(Records excerpted from a collection)
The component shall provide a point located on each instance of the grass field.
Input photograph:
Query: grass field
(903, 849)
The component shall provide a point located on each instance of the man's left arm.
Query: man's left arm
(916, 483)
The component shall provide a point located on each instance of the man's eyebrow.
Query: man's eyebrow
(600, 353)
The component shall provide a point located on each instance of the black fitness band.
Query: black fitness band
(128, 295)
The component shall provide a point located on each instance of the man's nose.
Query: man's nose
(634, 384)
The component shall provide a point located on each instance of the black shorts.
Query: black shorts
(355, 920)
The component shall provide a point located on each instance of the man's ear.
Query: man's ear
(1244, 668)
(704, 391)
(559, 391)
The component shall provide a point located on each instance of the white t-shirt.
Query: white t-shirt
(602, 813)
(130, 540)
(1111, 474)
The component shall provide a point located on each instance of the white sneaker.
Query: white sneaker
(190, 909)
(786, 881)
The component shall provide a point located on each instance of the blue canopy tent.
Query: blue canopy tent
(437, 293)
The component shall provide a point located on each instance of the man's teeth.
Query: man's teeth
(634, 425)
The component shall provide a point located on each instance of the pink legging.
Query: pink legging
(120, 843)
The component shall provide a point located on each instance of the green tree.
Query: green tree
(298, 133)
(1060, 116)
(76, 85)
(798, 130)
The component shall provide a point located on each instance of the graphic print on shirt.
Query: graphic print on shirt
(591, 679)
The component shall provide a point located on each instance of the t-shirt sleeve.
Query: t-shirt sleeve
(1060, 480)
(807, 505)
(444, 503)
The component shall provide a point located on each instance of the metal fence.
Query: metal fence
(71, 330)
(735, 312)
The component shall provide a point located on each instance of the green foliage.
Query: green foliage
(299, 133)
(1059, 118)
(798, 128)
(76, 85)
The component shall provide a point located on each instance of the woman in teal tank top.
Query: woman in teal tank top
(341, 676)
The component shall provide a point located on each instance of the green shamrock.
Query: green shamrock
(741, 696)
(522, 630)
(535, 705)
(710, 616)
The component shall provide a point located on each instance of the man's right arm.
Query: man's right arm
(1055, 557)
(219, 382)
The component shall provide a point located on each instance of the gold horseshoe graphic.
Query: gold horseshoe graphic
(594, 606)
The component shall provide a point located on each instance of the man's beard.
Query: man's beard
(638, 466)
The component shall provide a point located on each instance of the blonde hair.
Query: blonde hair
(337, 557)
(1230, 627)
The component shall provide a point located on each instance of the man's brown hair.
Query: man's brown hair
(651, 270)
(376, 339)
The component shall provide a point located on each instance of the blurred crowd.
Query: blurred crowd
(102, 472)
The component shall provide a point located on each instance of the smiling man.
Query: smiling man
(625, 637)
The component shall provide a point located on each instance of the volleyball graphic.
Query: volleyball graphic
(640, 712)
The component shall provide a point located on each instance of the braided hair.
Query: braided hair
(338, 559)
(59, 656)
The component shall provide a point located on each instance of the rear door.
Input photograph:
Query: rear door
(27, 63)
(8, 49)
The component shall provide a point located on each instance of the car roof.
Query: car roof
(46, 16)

### INSTRUCTIONS TO FOLLOW
Repeat the records above with every character intact.

### TASK OUTPUT
The component shall provide a point located on each instance of the grass field.
Input photograph:
Query: grass field
(903, 849)
The component shall provide a point located on each instance of the man's left arm.
Query: man's left arm
(916, 483)
The component shall provide a point located on each instance of the man's eyebrow.
Query: man's eyebrow
(600, 353)
The component shall provide a point located on each instance of the black fitness band.
Query: black fitness band
(128, 295)
The component shall provide a point located on each instance of the man's nose.
Query: man's nose
(634, 384)
The component shall provide a point located on each instance of the black shorts.
Query: black shorts
(355, 920)
The component shall provide a point located on each instance of the man's ear.
Query: man's ear
(1244, 668)
(704, 391)
(559, 391)
The component shall provide a point located on each instance of the white t-shirt.
Query: white t-shirt
(602, 813)
(130, 540)
(1111, 474)
The component shall provide a point located on each instance of the white sneaker.
Query: white sneaker
(190, 909)
(786, 881)
The component shall provide a point located on each instance of the blue canopy tent.
Query: blue canopy tent
(437, 293)
The component shall provide a point located on each instance of the man's teeth.
Query: man's teeth
(634, 425)
The component shall provide a point located on each instance of the pink legging.
Query: pink legging
(120, 843)
The component shall provide a point located on each instance of the green tree.
Query: green tree
(298, 133)
(1060, 116)
(76, 85)
(798, 130)
The component shall provide a point located on each instance of the graphic print on shirt.
Query: graphic print on shirt
(591, 679)
The component shall provide a point located on each instance of the t-shirt sleeve.
Query: t-shirt sleeve
(1060, 480)
(807, 505)
(444, 503)
The component shall provide a point located on each instance of the metal fence.
Query: metal fence
(71, 330)
(735, 312)
The component shall provide a point located on each instance of the green foliage.
Query: green foliage
(299, 133)
(1059, 118)
(798, 128)
(76, 85)
The component shall provide a point located on each instance of the woman in teal tank top.
Query: woman in teal tank top
(341, 676)
The component shall provide a point located on each instance of the green shamrock.
Query: green shamrock
(741, 696)
(522, 630)
(535, 705)
(710, 616)
The component shall provide a point located on each instance of the man's right arm.
Query: man's right arm
(1055, 557)
(219, 382)
The component shall provide a point located on each instance of the gold horseshoe graphic.
Query: gold horseshoe graphic
(594, 606)
The component shall provide a point located on each instance of the man's beard.
Query: man's beard
(638, 466)
The component shall provide a point located on each instance of the blonde hair.
Query: blonde hair
(337, 557)
(1230, 627)
The component shall provide a point located on each instance of the man's brown hair.
Query: man's brown hair
(651, 270)
(376, 339)
The component shall provide a point located on each instance of the blurred crowd.
Query: blurred crowd
(102, 472)
The component shall provide a point located on each instance of the smiling man.
Query: smiling man
(625, 637)
The component shall provide a point located on each instance of the volleyball graphic.
Query: volleyball graphic
(640, 712)
The component shall provide a point located on each instance of the braided hair.
Query: braided hair
(338, 559)
(59, 656)
The component shall provide a point located on each instance of the rear door.
Input photograph:
Query: rear door
(27, 63)
(8, 49)
The component shall provide a point located on each instance of the car roof.
Query: car roof
(46, 16)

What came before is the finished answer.